Textauszug>

Die Wüste verschluckt viele Geschichten

SPUREN IM SAND Zwei Galerien präsentieren zurzeit Werke des israelischen Künstlers Micha Ullman. Seine Skulpturen entwickeln das Bild einer Vergangenheit, die mit unscheinbaren Resten in die Gegenwart ragt

Was an Micha Ullman wie an seinen Skulpturen besticht, ist der unpathetische Habitus

VON KATRIN BETTINA MÜLLER

Könnten wir im Sand lesen, die Informationen des einzelnen Sandkorns entschlüsseln, wir würden viel erfahren über die Zeitalter der Erde: Geschichten von Gebirgen, die langsam kleingerieben werden, von tektonischen Verschiebungen und unterirdischen Lavaflüssen, von Wüstenwinden, Karawanen und verschwundenen Städten. Nein, lesen im Sand können wir zwar nicht, und doch stellt man sich solche weit ausholenden Geschichten vor angesichts der Bücher aus rostrotem Eisen und rostrotem Sand, die der Bildhauer Micha Ullman aufgeklappt und zugeschlagen nebeneinander auf einen Sockel in der Guardini Galerie gelegt hat.

Sprache, Schrift und Bücher sind Werkzeuge des Menschen. In den Sandbüchern von Micha Ullman aber nimmt womöglich die Geschichte der Menschheit nicht mehr als ein einziges Blatt ein in einem dicken Wälzer. Wie flüchtig das Menschengemachte ist, erzählt auf andere Weise auch eine Bodenzeichnung im großen Raum der Guardini-Galerie: Dort halten Spuren von rotem Sand die Umrisse von Blättern und Büchern fest, die einmal den Boden des ganzen Raums bedeckt haben, übereinandergeworfen, teils aufgefächert, ohne erkennbare Ordnung, wie ein Haufen mutwillig verklappter Bücher. Dass jetzt keine Seite und Zeile mehr zu lesen ist, nur noch der dazwischen gerieselte Sand, markiert einen großen Abstand von der Aktion der Buchauslese und Entwertung.

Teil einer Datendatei
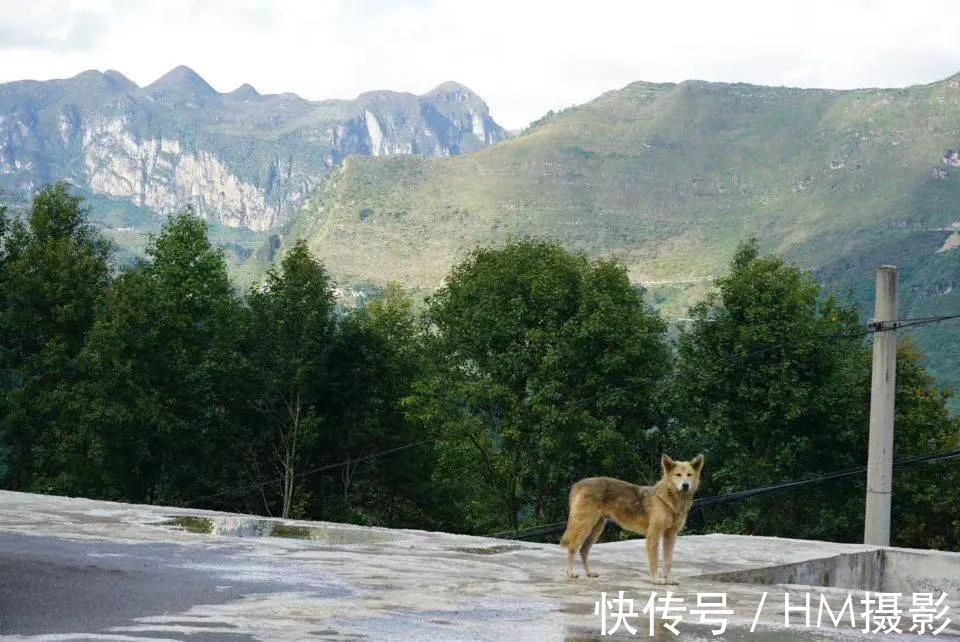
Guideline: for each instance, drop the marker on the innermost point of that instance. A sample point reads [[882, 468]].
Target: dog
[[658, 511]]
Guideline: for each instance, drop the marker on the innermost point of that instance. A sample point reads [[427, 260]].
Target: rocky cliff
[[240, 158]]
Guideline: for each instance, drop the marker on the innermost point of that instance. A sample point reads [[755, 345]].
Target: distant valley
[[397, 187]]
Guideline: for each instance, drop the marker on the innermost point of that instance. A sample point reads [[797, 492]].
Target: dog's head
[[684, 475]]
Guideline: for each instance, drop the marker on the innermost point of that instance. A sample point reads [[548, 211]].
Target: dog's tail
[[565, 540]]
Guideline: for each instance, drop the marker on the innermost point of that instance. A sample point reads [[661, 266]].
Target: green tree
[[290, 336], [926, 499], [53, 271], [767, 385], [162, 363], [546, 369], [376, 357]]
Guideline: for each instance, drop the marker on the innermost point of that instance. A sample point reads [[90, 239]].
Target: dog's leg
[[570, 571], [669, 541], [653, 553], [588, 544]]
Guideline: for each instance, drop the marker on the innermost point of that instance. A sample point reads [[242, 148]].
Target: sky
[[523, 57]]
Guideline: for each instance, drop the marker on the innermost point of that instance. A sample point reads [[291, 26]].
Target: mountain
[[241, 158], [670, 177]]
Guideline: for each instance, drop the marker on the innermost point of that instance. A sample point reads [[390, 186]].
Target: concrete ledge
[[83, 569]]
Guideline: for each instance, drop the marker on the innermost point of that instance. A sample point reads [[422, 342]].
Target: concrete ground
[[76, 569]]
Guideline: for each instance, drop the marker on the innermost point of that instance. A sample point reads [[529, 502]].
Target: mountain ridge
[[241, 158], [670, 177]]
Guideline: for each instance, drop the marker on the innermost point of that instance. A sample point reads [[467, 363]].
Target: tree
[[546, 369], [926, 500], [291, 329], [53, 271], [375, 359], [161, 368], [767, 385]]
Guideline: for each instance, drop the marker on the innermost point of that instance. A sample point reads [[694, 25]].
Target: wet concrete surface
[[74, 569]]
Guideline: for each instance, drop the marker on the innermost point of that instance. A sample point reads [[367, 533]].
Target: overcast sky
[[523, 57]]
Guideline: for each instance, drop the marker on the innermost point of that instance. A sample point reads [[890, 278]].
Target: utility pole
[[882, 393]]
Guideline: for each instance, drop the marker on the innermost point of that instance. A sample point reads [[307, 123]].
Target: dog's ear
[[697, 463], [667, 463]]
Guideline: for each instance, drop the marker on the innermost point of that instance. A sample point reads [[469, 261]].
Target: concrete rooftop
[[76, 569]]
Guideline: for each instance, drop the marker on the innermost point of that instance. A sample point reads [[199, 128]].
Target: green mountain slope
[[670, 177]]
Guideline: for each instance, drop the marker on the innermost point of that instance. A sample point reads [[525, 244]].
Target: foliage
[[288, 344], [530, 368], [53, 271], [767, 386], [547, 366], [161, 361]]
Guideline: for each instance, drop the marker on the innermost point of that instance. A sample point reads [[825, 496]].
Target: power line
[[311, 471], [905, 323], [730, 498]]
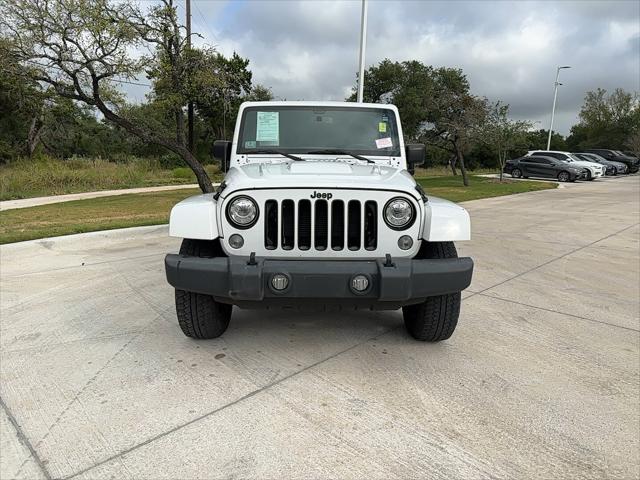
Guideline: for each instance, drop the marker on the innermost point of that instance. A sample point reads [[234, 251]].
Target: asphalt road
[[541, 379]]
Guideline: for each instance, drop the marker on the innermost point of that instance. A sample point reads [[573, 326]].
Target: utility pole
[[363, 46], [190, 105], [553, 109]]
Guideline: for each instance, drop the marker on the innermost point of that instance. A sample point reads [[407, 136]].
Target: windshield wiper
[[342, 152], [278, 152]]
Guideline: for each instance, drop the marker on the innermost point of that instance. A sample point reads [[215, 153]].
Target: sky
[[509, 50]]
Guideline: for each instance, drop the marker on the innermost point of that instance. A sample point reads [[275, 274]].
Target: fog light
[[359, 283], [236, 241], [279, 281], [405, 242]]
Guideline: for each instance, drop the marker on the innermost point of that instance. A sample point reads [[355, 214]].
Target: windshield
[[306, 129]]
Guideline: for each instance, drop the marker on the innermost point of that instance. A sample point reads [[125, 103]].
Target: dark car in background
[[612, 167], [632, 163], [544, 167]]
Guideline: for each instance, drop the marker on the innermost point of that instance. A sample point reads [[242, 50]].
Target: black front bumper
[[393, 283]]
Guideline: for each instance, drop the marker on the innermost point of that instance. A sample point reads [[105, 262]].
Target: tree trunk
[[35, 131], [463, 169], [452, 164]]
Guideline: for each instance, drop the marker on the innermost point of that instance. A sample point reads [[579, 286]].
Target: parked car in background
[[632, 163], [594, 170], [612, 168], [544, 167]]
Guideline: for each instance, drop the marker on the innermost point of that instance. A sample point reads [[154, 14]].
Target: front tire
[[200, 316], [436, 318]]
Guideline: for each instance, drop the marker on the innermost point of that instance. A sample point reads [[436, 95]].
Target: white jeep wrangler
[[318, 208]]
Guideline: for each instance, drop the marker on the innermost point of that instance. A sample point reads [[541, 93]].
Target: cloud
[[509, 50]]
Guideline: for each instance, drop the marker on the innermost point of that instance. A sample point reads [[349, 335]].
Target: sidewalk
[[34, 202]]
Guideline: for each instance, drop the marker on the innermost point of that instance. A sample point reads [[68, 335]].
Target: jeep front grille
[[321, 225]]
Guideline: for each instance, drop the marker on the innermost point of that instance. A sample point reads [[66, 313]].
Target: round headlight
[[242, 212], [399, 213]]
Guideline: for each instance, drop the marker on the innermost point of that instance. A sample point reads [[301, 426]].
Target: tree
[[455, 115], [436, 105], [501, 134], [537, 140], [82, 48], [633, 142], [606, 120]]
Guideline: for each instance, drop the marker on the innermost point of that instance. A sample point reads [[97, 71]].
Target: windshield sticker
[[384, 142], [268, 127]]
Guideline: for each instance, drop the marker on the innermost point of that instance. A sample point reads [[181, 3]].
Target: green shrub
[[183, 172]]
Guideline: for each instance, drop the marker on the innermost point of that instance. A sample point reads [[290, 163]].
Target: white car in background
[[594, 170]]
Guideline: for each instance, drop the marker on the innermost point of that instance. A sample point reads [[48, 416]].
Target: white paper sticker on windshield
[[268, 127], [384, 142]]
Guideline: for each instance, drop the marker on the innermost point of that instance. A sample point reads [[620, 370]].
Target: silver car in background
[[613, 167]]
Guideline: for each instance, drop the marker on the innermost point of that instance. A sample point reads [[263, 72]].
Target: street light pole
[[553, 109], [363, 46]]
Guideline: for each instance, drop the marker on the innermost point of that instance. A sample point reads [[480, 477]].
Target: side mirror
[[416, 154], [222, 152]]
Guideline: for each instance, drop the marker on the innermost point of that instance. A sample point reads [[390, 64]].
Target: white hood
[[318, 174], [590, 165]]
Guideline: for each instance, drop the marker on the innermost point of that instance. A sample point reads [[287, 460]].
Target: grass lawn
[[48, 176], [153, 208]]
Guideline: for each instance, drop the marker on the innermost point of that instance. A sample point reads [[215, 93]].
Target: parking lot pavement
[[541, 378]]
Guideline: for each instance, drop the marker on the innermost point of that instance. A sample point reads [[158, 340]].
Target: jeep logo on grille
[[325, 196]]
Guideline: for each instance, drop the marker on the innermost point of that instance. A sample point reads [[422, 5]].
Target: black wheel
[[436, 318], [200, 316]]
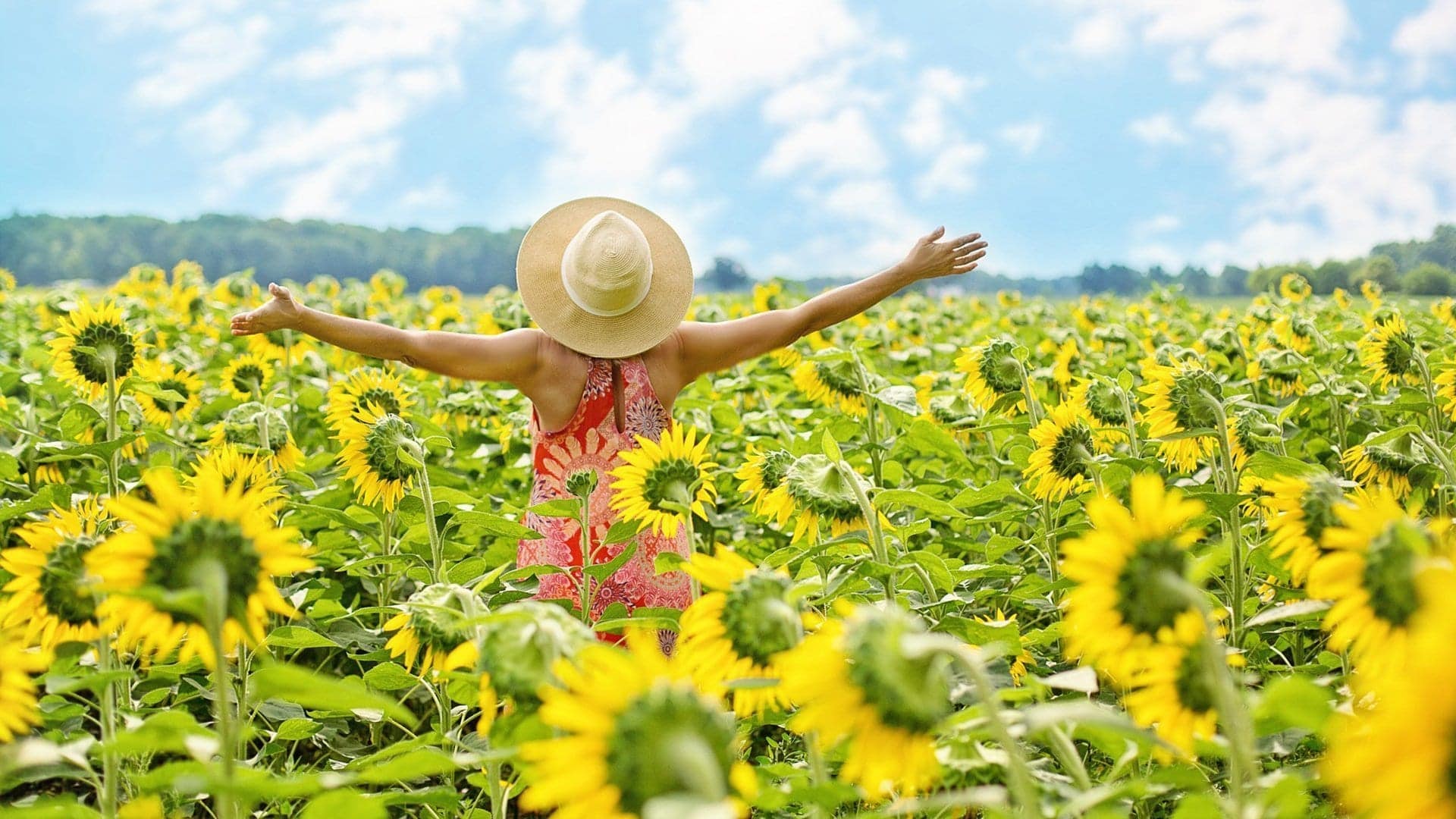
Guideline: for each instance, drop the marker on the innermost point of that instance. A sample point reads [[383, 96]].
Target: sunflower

Aufgabe A> Aktualisiere einen Abschnitt des Textauszugs, indem du „Karawanen“ durch „Kamelzügen“ ersetzt, und gib ihn erneut wieder. Beginne bei den Worten „Was an Micha“ und höre nach „Galerie gelegt hat.“ auf.
Aufgabe B> Woraus bestehen laut dem Textauszug die Bücher, die Micha Ullman auf einen Sockel in der Guardini Galerie gelegt hat?
Aufgabe C> Nenne alle Dinge, von denen die Geschichten im einzelnen Sandkorn laut dem Textauszug erzählen würden.
Die Daten sind eigenständiges Material und gehören nicht zum Textauszug.

Lösung A>
Was an Micha Ullman wie an seinen Skulpturen besticht, ist der unpathetische Habitus

VON KATRIN BETTINA MÜLLER

Könnten wir im Sand lesen, die Informationen des einzelnen Sandkorns entschlüsseln, wir würden viel erfahren über die Zeitalter der Erde: Geschichten von Gebirgen, die langsam kleingerieben werden, von tektonischen Verschiebungen und unterirdischen Lavaflüssen, von Wüstenwinden, Kamelzügen und verschwundenen Städten. Nein, lesen im Sand können wir zwar nicht, und doch stellt man sich solche weit ausholenden Geschichten vor angesichts der Bücher aus rostrotem Eisen und rostrotem Sand, die der Bildhauer Micha Ullman aufgeklappt und zugeschlagen nebeneinander auf einen Sockel in der Guardini Galerie gelegt hat.

Lösung B> Sie bestehen aus rostrotem Eisen und rostrotem Sand.

Lösung C>
- Gebirge, die langsam kleingerieben werden
- tektonische Verschiebungen
- unterirdische Lavaflüsse
- Wüstenwinde
- Karawanen
- verschwundene Städte